TASK TO CARRY OUT
Identify each line below that contains the word "rear", and copy it out.

────────────────────

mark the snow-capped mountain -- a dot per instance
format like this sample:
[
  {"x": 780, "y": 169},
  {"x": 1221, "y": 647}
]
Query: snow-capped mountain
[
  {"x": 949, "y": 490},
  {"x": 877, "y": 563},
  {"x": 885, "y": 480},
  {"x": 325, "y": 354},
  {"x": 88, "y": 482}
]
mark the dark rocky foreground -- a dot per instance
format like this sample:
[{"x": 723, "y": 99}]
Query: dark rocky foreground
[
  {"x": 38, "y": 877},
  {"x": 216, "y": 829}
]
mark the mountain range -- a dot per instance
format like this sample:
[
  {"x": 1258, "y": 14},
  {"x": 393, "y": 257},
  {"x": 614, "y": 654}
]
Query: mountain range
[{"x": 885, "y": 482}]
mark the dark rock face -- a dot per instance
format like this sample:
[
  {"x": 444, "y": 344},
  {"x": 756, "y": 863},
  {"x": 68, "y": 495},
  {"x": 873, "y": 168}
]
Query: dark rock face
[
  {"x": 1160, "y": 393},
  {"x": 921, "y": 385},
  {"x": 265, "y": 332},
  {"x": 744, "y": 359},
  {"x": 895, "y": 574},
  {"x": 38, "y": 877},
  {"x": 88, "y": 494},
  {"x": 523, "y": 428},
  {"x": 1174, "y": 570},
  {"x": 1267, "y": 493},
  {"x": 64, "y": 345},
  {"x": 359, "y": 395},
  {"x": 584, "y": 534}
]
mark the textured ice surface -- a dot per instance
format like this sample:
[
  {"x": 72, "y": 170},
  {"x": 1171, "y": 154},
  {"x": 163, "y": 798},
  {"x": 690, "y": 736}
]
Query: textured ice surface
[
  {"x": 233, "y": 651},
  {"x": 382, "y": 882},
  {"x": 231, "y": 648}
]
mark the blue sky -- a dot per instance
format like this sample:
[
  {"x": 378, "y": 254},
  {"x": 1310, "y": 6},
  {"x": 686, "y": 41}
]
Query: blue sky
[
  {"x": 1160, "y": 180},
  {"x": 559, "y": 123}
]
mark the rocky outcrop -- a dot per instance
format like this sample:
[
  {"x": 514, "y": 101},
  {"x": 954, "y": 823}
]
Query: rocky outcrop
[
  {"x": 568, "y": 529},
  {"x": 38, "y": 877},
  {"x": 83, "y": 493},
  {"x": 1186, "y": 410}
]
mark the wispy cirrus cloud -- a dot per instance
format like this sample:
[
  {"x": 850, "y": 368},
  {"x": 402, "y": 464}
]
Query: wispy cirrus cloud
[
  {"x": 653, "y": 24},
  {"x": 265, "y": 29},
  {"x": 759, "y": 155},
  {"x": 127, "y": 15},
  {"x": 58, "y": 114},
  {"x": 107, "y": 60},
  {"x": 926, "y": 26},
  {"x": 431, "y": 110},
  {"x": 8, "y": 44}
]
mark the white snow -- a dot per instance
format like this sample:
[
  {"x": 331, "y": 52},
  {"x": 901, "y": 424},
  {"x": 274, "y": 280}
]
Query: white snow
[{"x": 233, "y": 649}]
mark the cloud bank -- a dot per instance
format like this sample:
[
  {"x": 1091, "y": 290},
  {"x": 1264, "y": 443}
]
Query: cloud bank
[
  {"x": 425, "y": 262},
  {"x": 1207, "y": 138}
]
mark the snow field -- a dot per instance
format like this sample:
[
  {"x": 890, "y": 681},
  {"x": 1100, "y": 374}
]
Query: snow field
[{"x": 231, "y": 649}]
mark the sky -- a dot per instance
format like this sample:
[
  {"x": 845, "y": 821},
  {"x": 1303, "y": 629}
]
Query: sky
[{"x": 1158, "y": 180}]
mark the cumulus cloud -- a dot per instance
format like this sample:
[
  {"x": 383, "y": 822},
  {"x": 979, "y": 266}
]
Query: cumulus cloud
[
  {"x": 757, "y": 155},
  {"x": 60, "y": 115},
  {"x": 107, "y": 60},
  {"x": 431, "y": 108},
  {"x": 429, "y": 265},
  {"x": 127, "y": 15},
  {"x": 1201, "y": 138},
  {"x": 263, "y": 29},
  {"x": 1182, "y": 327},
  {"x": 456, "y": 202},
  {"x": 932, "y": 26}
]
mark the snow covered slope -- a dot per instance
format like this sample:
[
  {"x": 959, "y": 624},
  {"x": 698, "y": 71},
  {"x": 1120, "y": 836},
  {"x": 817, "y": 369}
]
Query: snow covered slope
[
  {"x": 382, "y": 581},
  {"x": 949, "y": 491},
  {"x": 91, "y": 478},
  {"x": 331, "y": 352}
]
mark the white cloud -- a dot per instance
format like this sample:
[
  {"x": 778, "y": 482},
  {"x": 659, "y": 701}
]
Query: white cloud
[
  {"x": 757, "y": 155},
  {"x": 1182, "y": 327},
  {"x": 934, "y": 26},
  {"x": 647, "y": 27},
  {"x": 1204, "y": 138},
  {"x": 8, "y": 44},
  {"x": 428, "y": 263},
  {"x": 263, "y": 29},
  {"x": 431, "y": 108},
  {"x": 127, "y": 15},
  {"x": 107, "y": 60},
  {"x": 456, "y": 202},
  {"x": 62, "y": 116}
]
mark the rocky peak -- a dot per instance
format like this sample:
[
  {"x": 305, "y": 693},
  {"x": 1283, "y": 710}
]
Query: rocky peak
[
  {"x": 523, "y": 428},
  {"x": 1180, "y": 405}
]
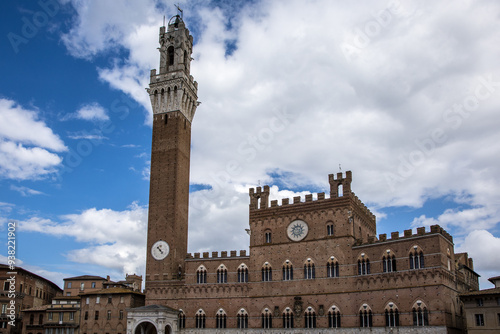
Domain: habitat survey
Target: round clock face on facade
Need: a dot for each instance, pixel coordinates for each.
(297, 230)
(160, 250)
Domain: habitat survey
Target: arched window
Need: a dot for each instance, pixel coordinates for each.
(420, 314)
(242, 273)
(310, 318)
(267, 237)
(267, 272)
(391, 315)
(288, 318)
(389, 262)
(287, 271)
(334, 317)
(329, 228)
(363, 265)
(200, 319)
(201, 275)
(242, 319)
(267, 319)
(332, 267)
(416, 258)
(222, 274)
(365, 316)
(181, 319)
(220, 319)
(309, 270)
(170, 55)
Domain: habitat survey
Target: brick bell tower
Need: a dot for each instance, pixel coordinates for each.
(174, 101)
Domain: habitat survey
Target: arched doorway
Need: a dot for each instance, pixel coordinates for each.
(146, 328)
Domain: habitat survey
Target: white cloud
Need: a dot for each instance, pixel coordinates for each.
(26, 144)
(482, 247)
(25, 191)
(23, 126)
(114, 239)
(53, 276)
(92, 112)
(413, 114)
(88, 112)
(93, 137)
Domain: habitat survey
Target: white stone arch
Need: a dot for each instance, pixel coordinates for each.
(141, 327)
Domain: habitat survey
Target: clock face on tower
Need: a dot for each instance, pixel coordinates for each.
(297, 230)
(160, 250)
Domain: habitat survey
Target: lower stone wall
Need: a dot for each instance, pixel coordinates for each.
(373, 330)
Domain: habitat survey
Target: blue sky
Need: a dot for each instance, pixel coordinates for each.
(405, 95)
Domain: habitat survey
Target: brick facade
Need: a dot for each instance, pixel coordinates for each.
(314, 262)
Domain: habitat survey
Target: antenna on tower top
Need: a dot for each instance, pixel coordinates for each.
(179, 10)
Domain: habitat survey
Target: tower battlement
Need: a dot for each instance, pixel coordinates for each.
(421, 231)
(340, 187)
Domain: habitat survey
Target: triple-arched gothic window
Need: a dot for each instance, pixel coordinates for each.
(222, 274)
(334, 317)
(416, 258)
(332, 267)
(242, 273)
(309, 269)
(201, 275)
(287, 271)
(267, 272)
(389, 262)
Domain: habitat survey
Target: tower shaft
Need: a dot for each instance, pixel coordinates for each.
(174, 101)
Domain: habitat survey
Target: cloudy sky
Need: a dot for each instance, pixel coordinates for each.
(404, 94)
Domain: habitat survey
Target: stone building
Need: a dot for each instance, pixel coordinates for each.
(105, 310)
(89, 304)
(73, 286)
(315, 263)
(27, 290)
(482, 309)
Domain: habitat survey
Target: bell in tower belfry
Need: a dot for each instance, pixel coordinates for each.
(174, 88)
(173, 94)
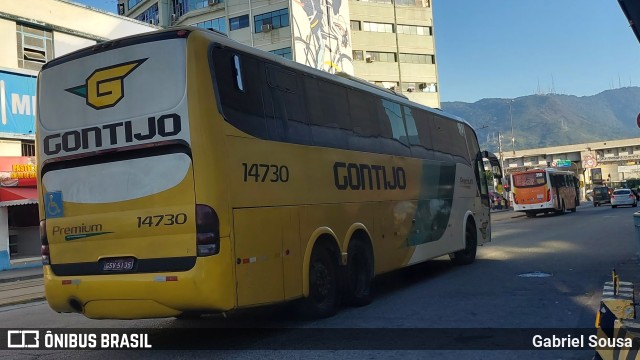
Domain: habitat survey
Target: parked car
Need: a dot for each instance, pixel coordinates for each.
(623, 197)
(601, 195)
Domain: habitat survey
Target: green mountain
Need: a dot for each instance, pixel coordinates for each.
(552, 119)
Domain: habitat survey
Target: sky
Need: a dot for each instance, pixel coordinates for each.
(513, 48)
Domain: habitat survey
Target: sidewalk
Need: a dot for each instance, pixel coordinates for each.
(21, 285)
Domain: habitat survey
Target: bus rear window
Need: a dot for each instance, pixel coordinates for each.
(530, 179)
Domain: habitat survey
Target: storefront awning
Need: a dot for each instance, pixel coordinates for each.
(18, 196)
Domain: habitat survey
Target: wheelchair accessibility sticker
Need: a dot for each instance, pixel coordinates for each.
(53, 204)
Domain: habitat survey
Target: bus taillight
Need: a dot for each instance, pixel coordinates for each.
(208, 231)
(44, 248)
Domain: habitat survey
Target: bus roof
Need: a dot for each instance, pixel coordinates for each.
(221, 39)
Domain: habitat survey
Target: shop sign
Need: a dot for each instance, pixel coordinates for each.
(17, 103)
(618, 158)
(23, 171)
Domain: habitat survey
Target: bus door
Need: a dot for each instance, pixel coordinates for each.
(530, 188)
(268, 257)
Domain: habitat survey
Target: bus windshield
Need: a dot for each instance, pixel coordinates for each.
(529, 179)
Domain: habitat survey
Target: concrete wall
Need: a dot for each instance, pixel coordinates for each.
(81, 19)
(4, 239)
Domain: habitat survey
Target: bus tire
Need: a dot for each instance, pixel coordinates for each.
(324, 293)
(188, 315)
(467, 255)
(359, 274)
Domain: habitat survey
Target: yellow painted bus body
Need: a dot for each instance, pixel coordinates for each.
(267, 226)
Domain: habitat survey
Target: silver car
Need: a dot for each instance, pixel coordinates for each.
(623, 197)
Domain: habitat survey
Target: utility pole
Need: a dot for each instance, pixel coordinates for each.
(501, 160)
(513, 139)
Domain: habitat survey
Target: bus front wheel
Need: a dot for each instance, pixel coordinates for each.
(468, 254)
(324, 296)
(359, 275)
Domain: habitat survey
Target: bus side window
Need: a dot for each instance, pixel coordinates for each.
(392, 131)
(442, 138)
(285, 107)
(366, 130)
(423, 121)
(330, 125)
(237, 71)
(241, 107)
(417, 150)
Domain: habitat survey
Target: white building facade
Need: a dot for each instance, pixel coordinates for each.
(34, 32)
(387, 42)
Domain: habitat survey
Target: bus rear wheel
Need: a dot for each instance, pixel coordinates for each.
(468, 254)
(324, 295)
(359, 277)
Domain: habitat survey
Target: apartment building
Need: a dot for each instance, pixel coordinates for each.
(386, 42)
(34, 32)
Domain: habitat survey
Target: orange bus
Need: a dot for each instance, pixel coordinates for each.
(549, 190)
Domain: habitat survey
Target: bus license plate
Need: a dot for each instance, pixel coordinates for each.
(123, 264)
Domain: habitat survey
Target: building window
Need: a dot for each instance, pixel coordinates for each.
(285, 53)
(418, 3)
(219, 24)
(150, 16)
(417, 58)
(272, 20)
(377, 27)
(132, 3)
(391, 85)
(239, 22)
(28, 148)
(414, 30)
(379, 1)
(428, 87)
(373, 56)
(181, 7)
(35, 47)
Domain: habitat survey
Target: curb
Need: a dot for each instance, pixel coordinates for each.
(21, 278)
(23, 301)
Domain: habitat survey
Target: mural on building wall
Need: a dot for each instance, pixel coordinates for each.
(17, 103)
(322, 36)
(17, 171)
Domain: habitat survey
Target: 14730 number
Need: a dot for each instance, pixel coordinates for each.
(166, 219)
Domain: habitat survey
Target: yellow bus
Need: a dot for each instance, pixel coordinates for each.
(544, 191)
(181, 172)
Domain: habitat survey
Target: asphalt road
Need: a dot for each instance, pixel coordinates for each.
(541, 273)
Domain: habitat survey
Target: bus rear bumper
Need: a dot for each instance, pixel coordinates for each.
(207, 287)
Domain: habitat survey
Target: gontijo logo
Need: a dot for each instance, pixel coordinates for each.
(105, 87)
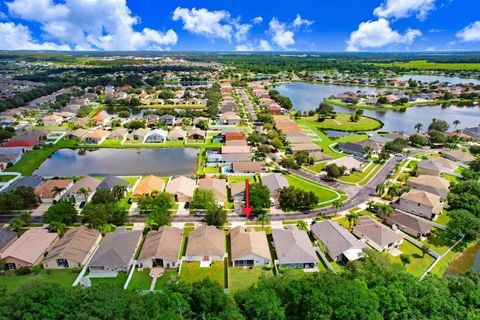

────────────────────

ANSWER TO THIS EXERCISE
Target: bus rear window
Target: bus rear wheel
Target: bus rear bumper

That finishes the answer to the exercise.